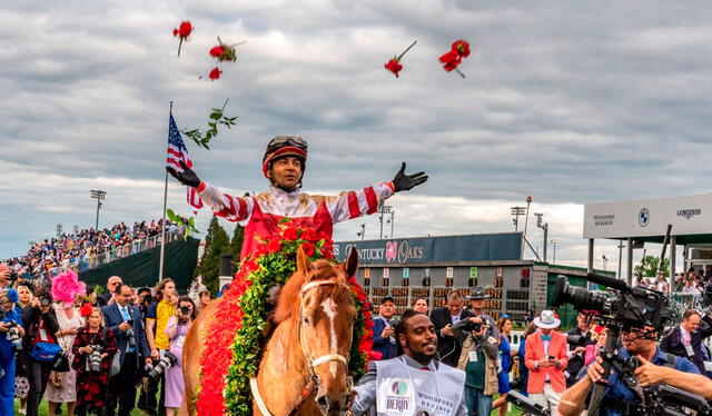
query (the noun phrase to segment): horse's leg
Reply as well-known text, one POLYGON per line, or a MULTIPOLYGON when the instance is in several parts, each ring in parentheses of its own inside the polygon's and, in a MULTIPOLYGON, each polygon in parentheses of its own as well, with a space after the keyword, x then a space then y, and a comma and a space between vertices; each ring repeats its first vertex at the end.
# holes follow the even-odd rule
MULTIPOLYGON (((212 300, 208 306, 198 314, 198 317, 190 326, 182 348, 182 376, 186 382, 186 394, 184 395, 185 415, 196 415, 195 406, 197 395, 196 392, 200 386, 200 356, 205 345, 202 344, 202 334, 205 334, 212 321, 215 321, 215 311, 219 308, 221 299, 212 300)), ((182 405, 181 405, 182 412, 182 405)))

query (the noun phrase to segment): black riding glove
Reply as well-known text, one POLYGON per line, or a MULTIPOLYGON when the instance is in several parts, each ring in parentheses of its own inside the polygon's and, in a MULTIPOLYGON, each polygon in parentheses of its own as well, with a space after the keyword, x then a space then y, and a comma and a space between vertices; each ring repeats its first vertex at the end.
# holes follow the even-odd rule
POLYGON ((181 160, 180 167, 182 168, 182 172, 178 172, 172 168, 166 168, 168 174, 174 178, 178 179, 178 181, 185 186, 197 188, 200 185, 200 179, 196 175, 196 172, 186 166, 186 164, 181 160))
POLYGON ((396 192, 402 190, 411 190, 414 187, 425 184, 427 180, 427 175, 425 172, 417 172, 413 175, 405 175, 405 161, 400 166, 400 170, 396 174, 396 177, 393 178, 393 187, 396 192))

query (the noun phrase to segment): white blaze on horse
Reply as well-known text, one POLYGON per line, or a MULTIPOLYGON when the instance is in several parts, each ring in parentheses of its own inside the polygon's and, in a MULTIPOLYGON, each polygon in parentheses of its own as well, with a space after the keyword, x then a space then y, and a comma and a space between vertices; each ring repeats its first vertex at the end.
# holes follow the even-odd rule
MULTIPOLYGON (((344 265, 310 263, 297 251, 297 270, 279 294, 274 330, 261 353, 258 374, 250 380, 253 414, 263 416, 344 415, 348 408, 348 360, 356 308, 348 278, 358 255, 344 265)), ((194 323, 184 348, 186 400, 181 414, 195 414, 200 384, 201 335, 215 320, 220 299, 194 323)), ((209 334, 205 334, 209 336, 209 334)))

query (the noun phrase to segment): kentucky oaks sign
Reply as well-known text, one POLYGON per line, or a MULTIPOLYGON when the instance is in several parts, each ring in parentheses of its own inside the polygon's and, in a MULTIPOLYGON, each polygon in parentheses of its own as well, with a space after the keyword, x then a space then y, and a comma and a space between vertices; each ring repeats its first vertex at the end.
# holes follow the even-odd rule
POLYGON ((521 232, 337 241, 334 255, 343 261, 356 248, 362 264, 518 260, 521 244, 521 232))

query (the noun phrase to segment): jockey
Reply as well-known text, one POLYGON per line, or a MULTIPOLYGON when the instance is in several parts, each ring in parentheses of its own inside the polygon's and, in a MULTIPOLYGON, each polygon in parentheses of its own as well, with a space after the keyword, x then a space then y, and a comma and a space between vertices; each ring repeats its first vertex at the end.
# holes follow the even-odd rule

**REQUIRED TASK**: Reproduce all of the material above word for word, leaving out the pictures.

**EXPECTED ANSWER**:
query (the noun phrase to segment): horse's leg
Reply as well-known text, one POLYGON per line, or a MULTIPOLYGON when the instance is in several parts, each ring in parentheses of its own inside the polygon's and, in a MULTIPOLYGON, each polygon in parentheses of its own as well, with a space after the keyword, x then a space then y, and a comma and a space between vertices; each ring repeats its first vertex at the end.
# holes follow the even-odd rule
MULTIPOLYGON (((212 300, 208 306, 198 314, 198 317, 190 326, 182 348, 182 376, 186 382, 186 394, 184 395, 185 415, 196 415, 195 406, 197 395, 196 392, 200 386, 200 356, 205 345, 202 344, 202 334, 205 334, 212 321, 215 321, 215 311, 219 308, 221 299, 212 300)), ((182 405, 181 405, 182 412, 182 405)))

query (the noun phrase to segment): black riding glove
Reply as well-known text, one POLYGON per line, or a MULTIPOLYGON when the instance is in several parts, each ring in parentheses of its own inside the polygon's and, in a MULTIPOLYGON, each polygon in parentheses of its own as well, with a space after the keyword, x then a space then y, and a comma and a space between vertices; each ring repeats its first vertex at the end.
# holes follow the even-odd rule
POLYGON ((181 160, 180 167, 182 168, 182 172, 178 172, 172 168, 166 168, 168 174, 174 178, 178 179, 178 181, 185 186, 197 188, 200 185, 200 179, 196 175, 196 172, 186 166, 186 164, 181 160))
POLYGON ((396 192, 402 190, 411 190, 414 187, 425 184, 427 180, 427 175, 425 172, 417 172, 413 175, 405 175, 405 161, 400 166, 400 170, 396 174, 396 177, 393 178, 393 187, 396 192))

query (the noun phrase to segment): white blaze on horse
Reply as well-known text, one POLYGON per line, or a MULTIPOLYGON when the instance is in several parts, each ring in parentheses of its own inside the polygon's and, in a MULTIPOLYGON, each polygon in parentheses of its own as well, with a space after the keyword, x then a space then y, and a comma and a space between vertices; each ring repeats its first vertex at the end.
# holes follow the even-odd rule
MULTIPOLYGON (((344 265, 310 263, 297 251, 297 270, 279 294, 274 330, 261 353, 258 374, 250 380, 253 414, 263 416, 344 415, 348 408, 348 360, 356 308, 348 278, 358 255, 344 265)), ((194 323, 184 348, 186 400, 181 414, 195 414, 200 384, 201 335, 215 320, 220 299, 194 323)), ((209 334, 205 334, 209 336, 209 334)))

query (the noun phrase to segment): kentucky oaks sign
Reply as well-known text, one POLYGON per line, or a MULTIPOLYGON when the instance is in several parts, each ring in parentheses of its own inside the polygon's and, in a MULTIPOLYGON, each polygon in parentheses of its own as well, with a space after the keyword, x then a space then y, and a comma and a space between vertices; each ring repeats its first vertex at the end.
# holes follow the even-odd rule
POLYGON ((521 232, 337 241, 334 255, 343 261, 356 248, 362 264, 518 260, 521 244, 521 232))

query (the noun phrase to segment): jockey
Reply as well-known text, one POLYGON per line, or a MULTIPOLYGON when the instance is in several parts, each ring in parentheses of its own inside the polygon's and, in a MULTIPOLYGON, each polygon in parentheses of its own as well, with a space after the keyword, x then a space then y, and a comma and a space between vertices; each ring repeats its first vertex at the end.
# holes follow the even-odd rule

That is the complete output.